◆ **TO DO**
Copy out verbatim everything from the line containing "detect rear spoiler." down to the line containing "left=88, top=209, right=270, bottom=255", both of those lines included, and nothing more.

◆ **RECORDS SUPPLIED**
────

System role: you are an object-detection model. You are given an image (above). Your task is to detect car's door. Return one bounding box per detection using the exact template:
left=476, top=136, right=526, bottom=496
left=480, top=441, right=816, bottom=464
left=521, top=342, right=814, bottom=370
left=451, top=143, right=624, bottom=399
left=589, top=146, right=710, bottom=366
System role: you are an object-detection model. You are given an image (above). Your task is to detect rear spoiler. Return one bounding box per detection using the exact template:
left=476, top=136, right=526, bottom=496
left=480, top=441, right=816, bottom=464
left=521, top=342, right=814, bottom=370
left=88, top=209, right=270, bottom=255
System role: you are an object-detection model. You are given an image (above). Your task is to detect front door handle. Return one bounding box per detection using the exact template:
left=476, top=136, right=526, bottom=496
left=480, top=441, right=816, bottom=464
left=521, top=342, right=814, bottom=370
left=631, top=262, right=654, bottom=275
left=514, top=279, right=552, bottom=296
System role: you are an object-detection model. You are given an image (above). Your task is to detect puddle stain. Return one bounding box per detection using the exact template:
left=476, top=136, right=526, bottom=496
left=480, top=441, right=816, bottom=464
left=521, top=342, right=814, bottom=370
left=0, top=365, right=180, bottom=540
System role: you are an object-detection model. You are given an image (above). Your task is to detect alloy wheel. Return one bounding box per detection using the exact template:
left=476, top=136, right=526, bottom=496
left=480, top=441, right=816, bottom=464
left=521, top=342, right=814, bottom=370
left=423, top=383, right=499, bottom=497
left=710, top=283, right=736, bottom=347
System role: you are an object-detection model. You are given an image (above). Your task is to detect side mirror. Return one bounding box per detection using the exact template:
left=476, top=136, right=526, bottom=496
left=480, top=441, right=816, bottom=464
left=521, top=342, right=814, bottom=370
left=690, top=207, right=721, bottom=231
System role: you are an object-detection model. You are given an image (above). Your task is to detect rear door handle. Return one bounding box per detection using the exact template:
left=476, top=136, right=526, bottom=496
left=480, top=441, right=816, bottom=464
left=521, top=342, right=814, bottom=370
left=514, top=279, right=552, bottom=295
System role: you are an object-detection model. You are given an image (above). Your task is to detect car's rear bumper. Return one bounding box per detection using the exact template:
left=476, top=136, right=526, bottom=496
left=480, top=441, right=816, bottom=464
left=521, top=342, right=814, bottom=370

────

◆ **FINISHED ANSWER**
System role: you are an object-detection model. You are given an image (above). Your task is to detect rear spoiler. Return one bounding box per detection using the exact template:
left=476, top=136, right=526, bottom=496
left=480, top=441, right=816, bottom=464
left=521, top=342, right=814, bottom=370
left=88, top=209, right=270, bottom=255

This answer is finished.